Extrait fourni:
____________
En effet, le champ d'application des règles consuméristes applicables au crédit à la consommation est considérablement remanié par la loi nouvelle. À cet égard, la liste des opérations soumises à la nouvelle réglementation qui figure à l'article L. 311-3 du Code de la consommation se trouve ainsi élargie à des opérations précédemment exclues.

Par exemple, le seuil fixé antérieurement à 21 500 euros est aujourd'hui porté à 71 500 euros, ce qui permet au juge d'instance de devenir compétent pour des sommes allant bien au delà de son seuil habituel de compétence, voire au delà en cas de regroupement de crédits. De même, le prêteur qui consent à un consommateur une autorisation de découvert remboursable dans un délai supérieur à un mois ou égal à trois mois peut voir désormais sa créance forclose (C. consom., art. L. 311-42).

10. Toutes ces opérations de crédit qui étaient exclues du domaine d'application de la protection consumériste sont ainsi, avec la réforme, soumises au délai de forclusion institué à l'article L. 311-52 du Code de la consommation.
____________
Données brutes:
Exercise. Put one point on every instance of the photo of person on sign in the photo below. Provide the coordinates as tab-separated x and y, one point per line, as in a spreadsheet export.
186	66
____________
Consignes et exigences: Recopiez, dans l'extrait sur le crédit à la consommation, le passage allant de "En effet, le" jusqu'à "opérations précédemment exclues.". Les lignes constituent un matériau distinct de l'extrait.

Réponse complète:
En effet, le champ d'application des règles consuméristes applicables au crédit à la consommation est considérablement remanié par la loi nouvelle. À cet égard, la liste des opérations soumises à la nouvelle réglementation qui figure à l'article L. 311-3 du Code de la consommation se trouve ainsi élargie à des opérations précédemment exclues.